§ Items from a dataset:

»»

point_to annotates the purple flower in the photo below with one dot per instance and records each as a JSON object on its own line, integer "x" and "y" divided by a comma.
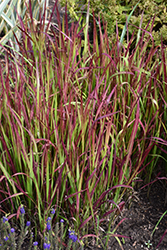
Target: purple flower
{"x": 46, "y": 246}
{"x": 49, "y": 218}
{"x": 22, "y": 210}
{"x": 12, "y": 230}
{"x": 28, "y": 223}
{"x": 5, "y": 219}
{"x": 35, "y": 243}
{"x": 6, "y": 238}
{"x": 72, "y": 236}
{"x": 53, "y": 211}
{"x": 48, "y": 226}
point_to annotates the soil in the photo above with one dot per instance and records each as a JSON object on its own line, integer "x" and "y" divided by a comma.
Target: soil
{"x": 141, "y": 219}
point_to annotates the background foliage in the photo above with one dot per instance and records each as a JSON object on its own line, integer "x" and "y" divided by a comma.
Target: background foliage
{"x": 116, "y": 11}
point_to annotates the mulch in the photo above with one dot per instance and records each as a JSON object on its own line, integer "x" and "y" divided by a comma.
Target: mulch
{"x": 141, "y": 219}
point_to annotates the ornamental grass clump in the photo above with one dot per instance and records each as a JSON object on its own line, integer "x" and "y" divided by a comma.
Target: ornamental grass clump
{"x": 77, "y": 130}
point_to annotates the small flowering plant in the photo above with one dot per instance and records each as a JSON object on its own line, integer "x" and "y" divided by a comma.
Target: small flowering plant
{"x": 53, "y": 236}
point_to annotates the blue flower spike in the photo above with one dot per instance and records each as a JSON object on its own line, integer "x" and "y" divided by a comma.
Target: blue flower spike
{"x": 53, "y": 211}
{"x": 72, "y": 236}
{"x": 5, "y": 219}
{"x": 48, "y": 226}
{"x": 35, "y": 244}
{"x": 12, "y": 230}
{"x": 28, "y": 223}
{"x": 46, "y": 245}
{"x": 6, "y": 238}
{"x": 22, "y": 210}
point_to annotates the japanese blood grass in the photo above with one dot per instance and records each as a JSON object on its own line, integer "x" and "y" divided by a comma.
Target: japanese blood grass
{"x": 76, "y": 130}
{"x": 10, "y": 11}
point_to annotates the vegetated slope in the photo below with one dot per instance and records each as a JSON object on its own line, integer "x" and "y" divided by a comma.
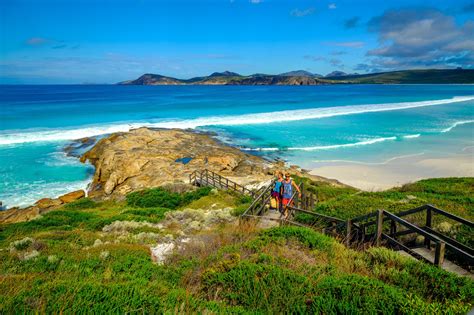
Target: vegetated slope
{"x": 301, "y": 77}
{"x": 70, "y": 260}
{"x": 428, "y": 76}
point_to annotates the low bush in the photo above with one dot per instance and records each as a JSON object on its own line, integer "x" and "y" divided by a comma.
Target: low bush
{"x": 306, "y": 236}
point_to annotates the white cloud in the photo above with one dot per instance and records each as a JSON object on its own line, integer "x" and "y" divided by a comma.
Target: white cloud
{"x": 300, "y": 13}
{"x": 35, "y": 41}
{"x": 354, "y": 44}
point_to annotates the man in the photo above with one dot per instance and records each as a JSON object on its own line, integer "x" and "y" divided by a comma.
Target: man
{"x": 276, "y": 192}
{"x": 287, "y": 192}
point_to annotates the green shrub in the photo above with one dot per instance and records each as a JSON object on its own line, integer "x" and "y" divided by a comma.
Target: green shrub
{"x": 306, "y": 236}
{"x": 258, "y": 287}
{"x": 354, "y": 294}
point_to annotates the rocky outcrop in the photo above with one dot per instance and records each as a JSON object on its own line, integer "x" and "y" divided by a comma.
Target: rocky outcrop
{"x": 72, "y": 196}
{"x": 42, "y": 206}
{"x": 144, "y": 158}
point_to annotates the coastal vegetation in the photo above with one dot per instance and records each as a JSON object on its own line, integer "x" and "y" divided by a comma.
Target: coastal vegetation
{"x": 425, "y": 76}
{"x": 95, "y": 256}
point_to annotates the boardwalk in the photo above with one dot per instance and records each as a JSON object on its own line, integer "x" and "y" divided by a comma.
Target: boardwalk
{"x": 379, "y": 228}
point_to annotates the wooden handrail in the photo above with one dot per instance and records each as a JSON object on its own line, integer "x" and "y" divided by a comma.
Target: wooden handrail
{"x": 451, "y": 216}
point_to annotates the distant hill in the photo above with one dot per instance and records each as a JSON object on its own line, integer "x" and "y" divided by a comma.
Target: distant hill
{"x": 301, "y": 77}
{"x": 225, "y": 74}
{"x": 152, "y": 79}
{"x": 299, "y": 73}
{"x": 336, "y": 74}
{"x": 428, "y": 76}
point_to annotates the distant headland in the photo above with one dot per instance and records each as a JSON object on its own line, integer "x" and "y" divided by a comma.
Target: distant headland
{"x": 301, "y": 77}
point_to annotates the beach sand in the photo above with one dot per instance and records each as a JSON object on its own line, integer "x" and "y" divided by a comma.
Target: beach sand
{"x": 398, "y": 171}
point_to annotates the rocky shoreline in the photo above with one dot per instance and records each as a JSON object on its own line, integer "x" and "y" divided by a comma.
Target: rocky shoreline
{"x": 145, "y": 158}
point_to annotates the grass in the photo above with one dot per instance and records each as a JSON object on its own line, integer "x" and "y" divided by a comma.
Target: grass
{"x": 229, "y": 268}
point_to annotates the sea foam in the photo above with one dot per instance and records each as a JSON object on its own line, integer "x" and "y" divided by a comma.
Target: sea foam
{"x": 457, "y": 123}
{"x": 8, "y": 137}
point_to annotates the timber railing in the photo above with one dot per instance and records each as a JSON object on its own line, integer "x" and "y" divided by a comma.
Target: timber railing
{"x": 210, "y": 178}
{"x": 377, "y": 228}
{"x": 373, "y": 228}
{"x": 259, "y": 203}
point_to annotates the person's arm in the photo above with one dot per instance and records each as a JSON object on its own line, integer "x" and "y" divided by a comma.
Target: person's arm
{"x": 297, "y": 188}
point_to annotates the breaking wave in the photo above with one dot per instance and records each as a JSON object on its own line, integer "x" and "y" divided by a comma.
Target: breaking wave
{"x": 9, "y": 137}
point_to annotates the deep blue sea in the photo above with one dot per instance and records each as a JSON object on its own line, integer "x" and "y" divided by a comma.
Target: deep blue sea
{"x": 305, "y": 125}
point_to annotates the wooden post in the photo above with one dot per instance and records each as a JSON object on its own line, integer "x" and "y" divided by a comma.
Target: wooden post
{"x": 393, "y": 228}
{"x": 439, "y": 253}
{"x": 378, "y": 233}
{"x": 428, "y": 224}
{"x": 348, "y": 232}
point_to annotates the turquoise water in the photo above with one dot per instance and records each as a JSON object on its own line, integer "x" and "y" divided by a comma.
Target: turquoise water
{"x": 303, "y": 125}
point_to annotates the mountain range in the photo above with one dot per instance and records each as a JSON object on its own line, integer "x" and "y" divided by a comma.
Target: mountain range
{"x": 302, "y": 77}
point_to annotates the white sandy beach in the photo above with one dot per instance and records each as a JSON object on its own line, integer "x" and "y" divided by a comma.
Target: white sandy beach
{"x": 399, "y": 171}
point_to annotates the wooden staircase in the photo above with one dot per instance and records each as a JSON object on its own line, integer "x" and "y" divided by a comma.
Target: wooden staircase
{"x": 379, "y": 228}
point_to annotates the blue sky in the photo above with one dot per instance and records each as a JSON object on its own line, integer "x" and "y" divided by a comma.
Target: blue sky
{"x": 99, "y": 41}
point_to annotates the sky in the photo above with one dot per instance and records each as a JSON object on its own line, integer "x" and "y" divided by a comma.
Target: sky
{"x": 107, "y": 41}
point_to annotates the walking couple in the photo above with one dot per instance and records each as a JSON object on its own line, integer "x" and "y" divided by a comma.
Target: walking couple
{"x": 283, "y": 192}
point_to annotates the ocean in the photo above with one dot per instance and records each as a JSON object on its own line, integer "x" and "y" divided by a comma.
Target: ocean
{"x": 305, "y": 125}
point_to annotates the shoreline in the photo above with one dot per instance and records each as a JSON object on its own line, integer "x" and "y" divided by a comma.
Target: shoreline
{"x": 397, "y": 171}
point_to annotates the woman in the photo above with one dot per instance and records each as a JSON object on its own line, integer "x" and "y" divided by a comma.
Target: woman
{"x": 276, "y": 192}
{"x": 287, "y": 192}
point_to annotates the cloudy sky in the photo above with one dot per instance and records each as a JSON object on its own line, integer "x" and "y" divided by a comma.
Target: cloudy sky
{"x": 106, "y": 41}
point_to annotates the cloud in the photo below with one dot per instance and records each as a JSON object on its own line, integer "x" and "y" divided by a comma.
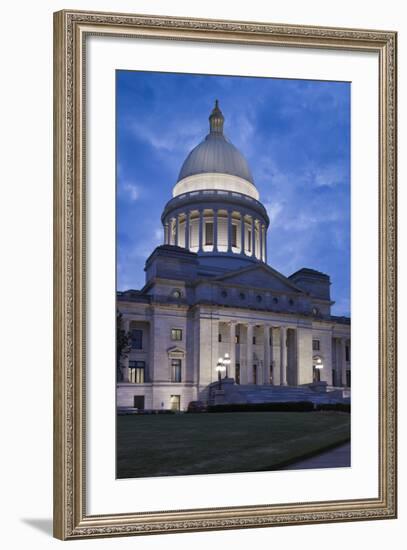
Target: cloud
{"x": 132, "y": 190}
{"x": 330, "y": 175}
{"x": 274, "y": 209}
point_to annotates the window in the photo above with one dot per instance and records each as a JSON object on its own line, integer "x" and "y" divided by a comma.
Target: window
{"x": 209, "y": 233}
{"x": 175, "y": 370}
{"x": 137, "y": 372}
{"x": 136, "y": 336}
{"x": 237, "y": 373}
{"x": 175, "y": 402}
{"x": 234, "y": 235}
{"x": 138, "y": 402}
{"x": 176, "y": 334}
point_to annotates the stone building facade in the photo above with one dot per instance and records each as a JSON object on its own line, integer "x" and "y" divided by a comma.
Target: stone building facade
{"x": 210, "y": 295}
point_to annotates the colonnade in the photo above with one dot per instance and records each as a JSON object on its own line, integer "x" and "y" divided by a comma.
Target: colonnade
{"x": 217, "y": 230}
{"x": 268, "y": 366}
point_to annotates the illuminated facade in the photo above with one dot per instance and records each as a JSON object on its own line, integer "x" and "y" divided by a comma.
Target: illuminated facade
{"x": 211, "y": 295}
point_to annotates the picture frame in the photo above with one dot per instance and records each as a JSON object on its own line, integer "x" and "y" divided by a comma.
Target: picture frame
{"x": 72, "y": 29}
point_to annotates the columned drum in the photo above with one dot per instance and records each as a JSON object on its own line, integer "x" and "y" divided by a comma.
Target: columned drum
{"x": 215, "y": 209}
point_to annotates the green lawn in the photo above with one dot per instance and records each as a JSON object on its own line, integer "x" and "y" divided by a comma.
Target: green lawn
{"x": 208, "y": 443}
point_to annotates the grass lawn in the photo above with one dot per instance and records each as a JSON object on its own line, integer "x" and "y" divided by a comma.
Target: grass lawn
{"x": 209, "y": 443}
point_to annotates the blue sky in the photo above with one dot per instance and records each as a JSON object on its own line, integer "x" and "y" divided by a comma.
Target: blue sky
{"x": 295, "y": 135}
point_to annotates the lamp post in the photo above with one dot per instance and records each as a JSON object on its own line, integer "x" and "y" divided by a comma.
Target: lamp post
{"x": 220, "y": 367}
{"x": 318, "y": 366}
{"x": 226, "y": 362}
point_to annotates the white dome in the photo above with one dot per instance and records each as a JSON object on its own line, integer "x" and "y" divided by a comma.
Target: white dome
{"x": 215, "y": 154}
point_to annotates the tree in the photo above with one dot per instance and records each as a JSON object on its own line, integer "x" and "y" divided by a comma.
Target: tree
{"x": 123, "y": 345}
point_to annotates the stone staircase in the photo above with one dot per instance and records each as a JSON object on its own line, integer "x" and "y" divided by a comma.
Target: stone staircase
{"x": 316, "y": 393}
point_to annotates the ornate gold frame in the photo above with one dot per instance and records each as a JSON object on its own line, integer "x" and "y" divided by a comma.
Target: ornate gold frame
{"x": 70, "y": 518}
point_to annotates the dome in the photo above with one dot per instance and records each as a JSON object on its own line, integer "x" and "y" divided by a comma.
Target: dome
{"x": 215, "y": 154}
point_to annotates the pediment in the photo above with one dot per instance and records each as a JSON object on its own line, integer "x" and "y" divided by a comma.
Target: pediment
{"x": 176, "y": 351}
{"x": 260, "y": 276}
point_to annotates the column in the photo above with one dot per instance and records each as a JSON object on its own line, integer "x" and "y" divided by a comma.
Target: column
{"x": 253, "y": 238}
{"x": 229, "y": 230}
{"x": 343, "y": 362}
{"x": 125, "y": 361}
{"x": 267, "y": 358}
{"x": 249, "y": 355}
{"x": 263, "y": 241}
{"x": 200, "y": 231}
{"x": 187, "y": 229}
{"x": 265, "y": 244}
{"x": 215, "y": 230}
{"x": 241, "y": 233}
{"x": 177, "y": 230}
{"x": 232, "y": 349}
{"x": 283, "y": 356}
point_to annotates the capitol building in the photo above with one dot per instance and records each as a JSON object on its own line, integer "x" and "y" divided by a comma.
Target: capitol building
{"x": 214, "y": 321}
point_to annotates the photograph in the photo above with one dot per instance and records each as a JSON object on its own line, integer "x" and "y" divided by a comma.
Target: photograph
{"x": 233, "y": 274}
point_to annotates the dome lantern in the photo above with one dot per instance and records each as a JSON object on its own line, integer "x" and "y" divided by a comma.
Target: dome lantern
{"x": 216, "y": 120}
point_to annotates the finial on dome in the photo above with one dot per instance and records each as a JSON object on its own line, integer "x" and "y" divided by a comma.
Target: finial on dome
{"x": 216, "y": 119}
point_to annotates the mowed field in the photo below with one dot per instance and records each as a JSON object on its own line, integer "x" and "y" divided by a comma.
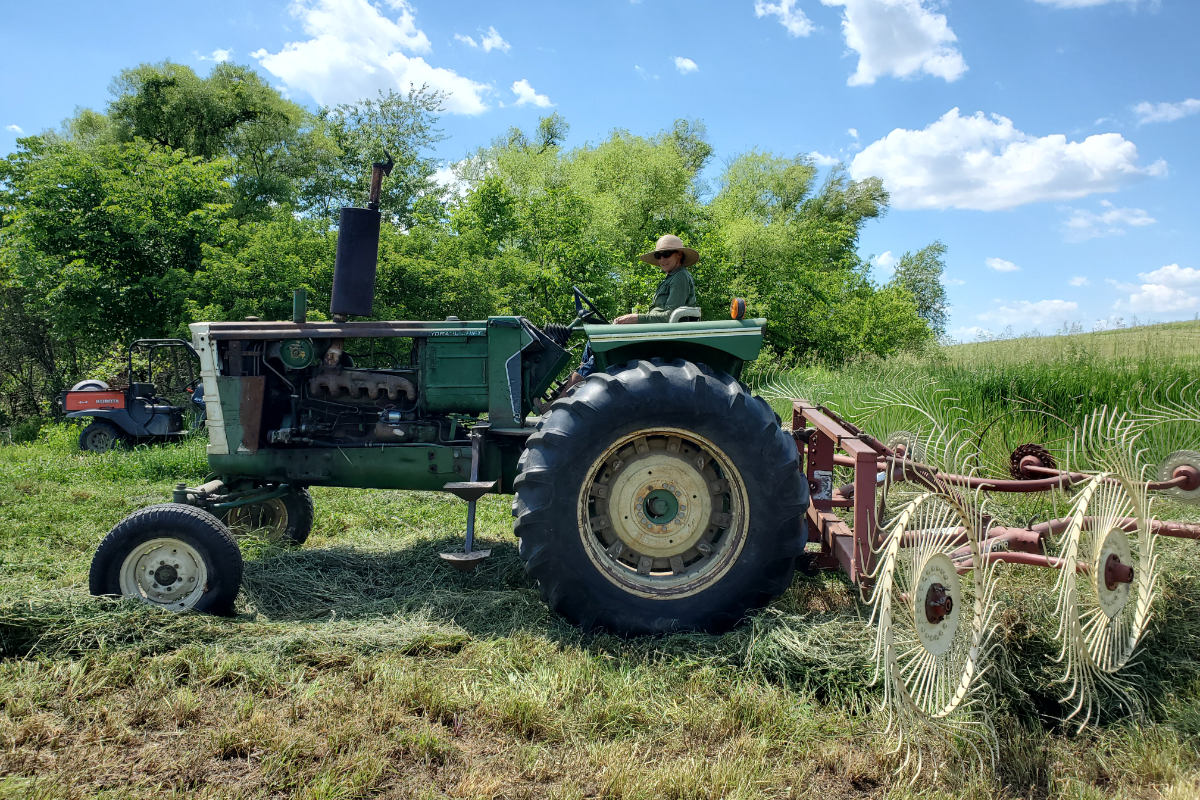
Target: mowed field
{"x": 360, "y": 666}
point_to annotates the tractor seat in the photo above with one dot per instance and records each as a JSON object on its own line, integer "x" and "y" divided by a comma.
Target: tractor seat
{"x": 685, "y": 314}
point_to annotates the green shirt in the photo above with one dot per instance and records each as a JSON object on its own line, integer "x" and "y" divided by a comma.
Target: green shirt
{"x": 677, "y": 289}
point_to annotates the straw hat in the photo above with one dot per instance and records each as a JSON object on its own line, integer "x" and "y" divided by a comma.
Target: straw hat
{"x": 671, "y": 242}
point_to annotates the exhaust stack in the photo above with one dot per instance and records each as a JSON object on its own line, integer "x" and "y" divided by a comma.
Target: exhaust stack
{"x": 358, "y": 252}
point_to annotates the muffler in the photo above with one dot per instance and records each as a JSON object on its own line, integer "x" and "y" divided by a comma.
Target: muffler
{"x": 358, "y": 252}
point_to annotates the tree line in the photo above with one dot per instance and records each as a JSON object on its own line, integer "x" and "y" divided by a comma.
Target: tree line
{"x": 213, "y": 198}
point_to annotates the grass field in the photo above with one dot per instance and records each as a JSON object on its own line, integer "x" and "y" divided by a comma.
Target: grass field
{"x": 359, "y": 666}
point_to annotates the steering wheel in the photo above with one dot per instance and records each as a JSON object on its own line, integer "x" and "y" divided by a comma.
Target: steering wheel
{"x": 582, "y": 300}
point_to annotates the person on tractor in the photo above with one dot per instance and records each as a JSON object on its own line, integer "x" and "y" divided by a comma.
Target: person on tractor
{"x": 676, "y": 289}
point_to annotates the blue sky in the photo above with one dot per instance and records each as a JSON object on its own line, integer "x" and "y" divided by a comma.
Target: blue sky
{"x": 1051, "y": 144}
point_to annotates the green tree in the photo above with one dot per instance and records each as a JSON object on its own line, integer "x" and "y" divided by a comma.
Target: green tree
{"x": 403, "y": 126}
{"x": 921, "y": 274}
{"x": 231, "y": 114}
{"x": 105, "y": 239}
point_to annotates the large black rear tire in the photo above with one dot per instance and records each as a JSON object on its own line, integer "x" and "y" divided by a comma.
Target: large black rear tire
{"x": 172, "y": 555}
{"x": 660, "y": 497}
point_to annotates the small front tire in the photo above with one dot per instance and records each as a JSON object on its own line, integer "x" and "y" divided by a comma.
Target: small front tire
{"x": 171, "y": 555}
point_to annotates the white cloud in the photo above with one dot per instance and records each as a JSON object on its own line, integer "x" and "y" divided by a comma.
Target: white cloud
{"x": 447, "y": 176}
{"x": 489, "y": 41}
{"x": 527, "y": 96}
{"x": 1168, "y": 289}
{"x": 976, "y": 162}
{"x": 972, "y": 332}
{"x": 1165, "y": 112}
{"x": 1084, "y": 224}
{"x": 492, "y": 41}
{"x": 1025, "y": 313}
{"x": 899, "y": 37}
{"x": 1085, "y": 4}
{"x": 1001, "y": 265}
{"x": 791, "y": 18}
{"x": 354, "y": 52}
{"x": 685, "y": 65}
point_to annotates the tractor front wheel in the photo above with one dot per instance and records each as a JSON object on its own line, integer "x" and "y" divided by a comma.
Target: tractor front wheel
{"x": 101, "y": 437}
{"x": 172, "y": 555}
{"x": 660, "y": 497}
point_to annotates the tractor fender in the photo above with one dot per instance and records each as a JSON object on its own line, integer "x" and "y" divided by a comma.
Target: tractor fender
{"x": 723, "y": 344}
{"x": 118, "y": 416}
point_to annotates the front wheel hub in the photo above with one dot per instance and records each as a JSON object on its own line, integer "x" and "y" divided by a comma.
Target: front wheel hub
{"x": 166, "y": 572}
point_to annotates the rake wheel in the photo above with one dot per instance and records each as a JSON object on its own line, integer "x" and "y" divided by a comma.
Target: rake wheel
{"x": 934, "y": 625}
{"x": 1104, "y": 606}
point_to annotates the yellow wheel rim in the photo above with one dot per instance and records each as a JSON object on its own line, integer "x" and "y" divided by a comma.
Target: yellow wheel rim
{"x": 664, "y": 513}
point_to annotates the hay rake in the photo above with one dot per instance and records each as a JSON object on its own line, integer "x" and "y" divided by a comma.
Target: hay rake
{"x": 912, "y": 530}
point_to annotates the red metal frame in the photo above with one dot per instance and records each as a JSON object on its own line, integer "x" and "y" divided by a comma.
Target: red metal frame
{"x": 825, "y": 440}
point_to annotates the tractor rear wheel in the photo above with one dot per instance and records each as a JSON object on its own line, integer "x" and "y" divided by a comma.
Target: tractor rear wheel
{"x": 172, "y": 555}
{"x": 101, "y": 437}
{"x": 660, "y": 497}
{"x": 283, "y": 521}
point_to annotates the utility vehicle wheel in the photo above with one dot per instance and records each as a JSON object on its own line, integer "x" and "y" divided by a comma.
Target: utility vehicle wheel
{"x": 172, "y": 555}
{"x": 282, "y": 521}
{"x": 660, "y": 497}
{"x": 101, "y": 437}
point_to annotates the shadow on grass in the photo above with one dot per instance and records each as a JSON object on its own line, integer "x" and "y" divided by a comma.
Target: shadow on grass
{"x": 349, "y": 582}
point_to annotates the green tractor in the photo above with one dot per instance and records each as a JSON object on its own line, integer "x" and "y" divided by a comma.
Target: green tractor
{"x": 657, "y": 495}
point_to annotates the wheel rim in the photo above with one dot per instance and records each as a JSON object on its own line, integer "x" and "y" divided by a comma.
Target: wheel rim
{"x": 101, "y": 440}
{"x": 269, "y": 517}
{"x": 166, "y": 572}
{"x": 664, "y": 513}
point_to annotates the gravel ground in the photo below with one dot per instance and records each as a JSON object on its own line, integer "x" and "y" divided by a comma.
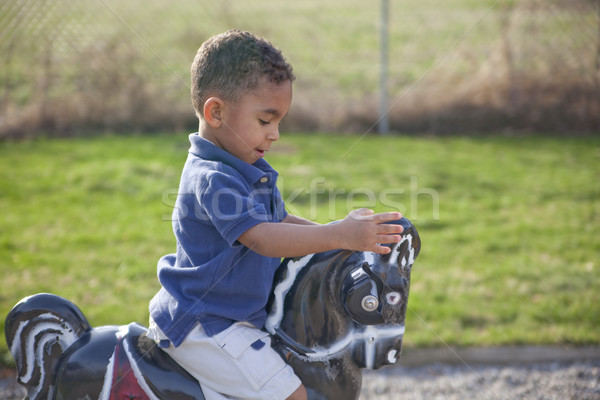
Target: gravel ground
{"x": 548, "y": 381}
{"x": 579, "y": 380}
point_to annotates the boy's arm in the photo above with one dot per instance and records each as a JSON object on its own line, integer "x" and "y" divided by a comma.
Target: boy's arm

««

§ Task description: Only the lines above from the one with "Target: red metal frame" through the one with "point_to annotates the tractor rear" should be duplicated, character for character.

§ Exercise solution:
Target: red metal frame
{"x": 825, "y": 440}
point_to annotates the tractor rear wheel in the photo above with one dot per instance and records each as a JSON object on its own line, integer "x" and "y" divided by a comma.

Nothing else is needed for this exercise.